### [PAGE EXCERPT]
◇ ◇ ◇ ◇
Unique vaccine helps man with cancer

WEST LOS ANGELES These days Kevin Carlberg's only audience is his 2-year-old daughter Lyric, but five years ago he and his band used to perform across the country.

On a stop in Colorado, the altitude got to him and his severe headaches landed Kevin in the emergency room.

"They sent me over there had an MRI and then they told me that I had a brain tumor. I was in complete shock," said Carlberg.

He was in stage four. The life expectancy for a glioblastoma brain tumor like his was is one to two years.

He was engaged. He and his wife Merritt married anyway. They prayed for a miracle. Kevin got one he enrolled in an experimental immuno-therapy treatment at UCLA called the dendretic cell vaccine.

"I definitely think that is definitely a reason why I'm still here. There has been no re-growth and this is why I am still surviving and alive," said Carlberg. said Carlberg.

Glioblastoma is 99 percent fatal even with surgery, chemotherapy and radiation. That's because they are microscopic cancer cells that are difficult to eradicate.

The goal of this vaccine is to search and destroy whatever is left.

Dr. Linda Liau is the principal investigator. The vaccine is made up of proteins extracted from the tumor and the patient's own white blood cells, specifically dendretic cells.

"We do have some patients that are long term survivors for a disease that would normally have a prognosis of one to two years," said Dr. Liau.

With the vaccine, Kevin is beating the odds. He goes in for regular brain MRI's, but after five years it hasn't returned.

He wrote a charity album to raise funds for brain cancer research.

"Just kind of spreading the word thru my music," said Carlberg.

Kevin Carlberg is also working on a new solo album and he hopes someday this brain cancer vaccine will be FDA approved.
◇ ◇ ◇ ◇
### [EXERCISE DATA]
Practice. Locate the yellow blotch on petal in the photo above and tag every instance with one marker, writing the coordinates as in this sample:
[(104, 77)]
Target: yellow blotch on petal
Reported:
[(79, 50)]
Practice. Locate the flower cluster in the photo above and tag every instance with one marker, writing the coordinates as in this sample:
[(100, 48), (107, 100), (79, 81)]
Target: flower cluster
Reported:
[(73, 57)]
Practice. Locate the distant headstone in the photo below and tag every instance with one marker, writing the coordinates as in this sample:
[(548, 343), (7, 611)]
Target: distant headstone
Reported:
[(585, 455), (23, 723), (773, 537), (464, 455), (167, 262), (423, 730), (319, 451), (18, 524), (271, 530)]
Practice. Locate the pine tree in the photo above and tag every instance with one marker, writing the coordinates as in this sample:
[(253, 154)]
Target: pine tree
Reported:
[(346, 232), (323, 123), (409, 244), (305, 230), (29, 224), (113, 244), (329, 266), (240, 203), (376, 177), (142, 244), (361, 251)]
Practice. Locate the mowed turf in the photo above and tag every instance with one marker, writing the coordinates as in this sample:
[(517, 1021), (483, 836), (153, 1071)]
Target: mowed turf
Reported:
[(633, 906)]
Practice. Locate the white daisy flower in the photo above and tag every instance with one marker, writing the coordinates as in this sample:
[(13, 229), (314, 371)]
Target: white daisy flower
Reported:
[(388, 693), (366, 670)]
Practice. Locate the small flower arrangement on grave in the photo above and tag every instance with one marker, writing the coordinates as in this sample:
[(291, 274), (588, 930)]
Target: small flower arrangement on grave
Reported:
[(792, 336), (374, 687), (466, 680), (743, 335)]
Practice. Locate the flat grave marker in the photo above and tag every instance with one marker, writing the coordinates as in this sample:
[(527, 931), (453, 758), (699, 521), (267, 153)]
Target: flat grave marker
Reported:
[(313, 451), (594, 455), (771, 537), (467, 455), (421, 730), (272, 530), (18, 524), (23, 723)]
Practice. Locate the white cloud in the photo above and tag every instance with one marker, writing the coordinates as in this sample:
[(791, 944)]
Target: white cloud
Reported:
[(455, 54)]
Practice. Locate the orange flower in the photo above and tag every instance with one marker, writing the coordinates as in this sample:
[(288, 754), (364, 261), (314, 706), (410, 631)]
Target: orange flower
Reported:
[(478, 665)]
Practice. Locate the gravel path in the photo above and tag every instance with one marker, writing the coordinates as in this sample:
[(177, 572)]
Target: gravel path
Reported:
◇ ◇ ◇ ◇
According to the news story about the brain cancer vaccine, who is the principal investigator?

### [EXERCISE SOLUTION]
Dr. Linda Liau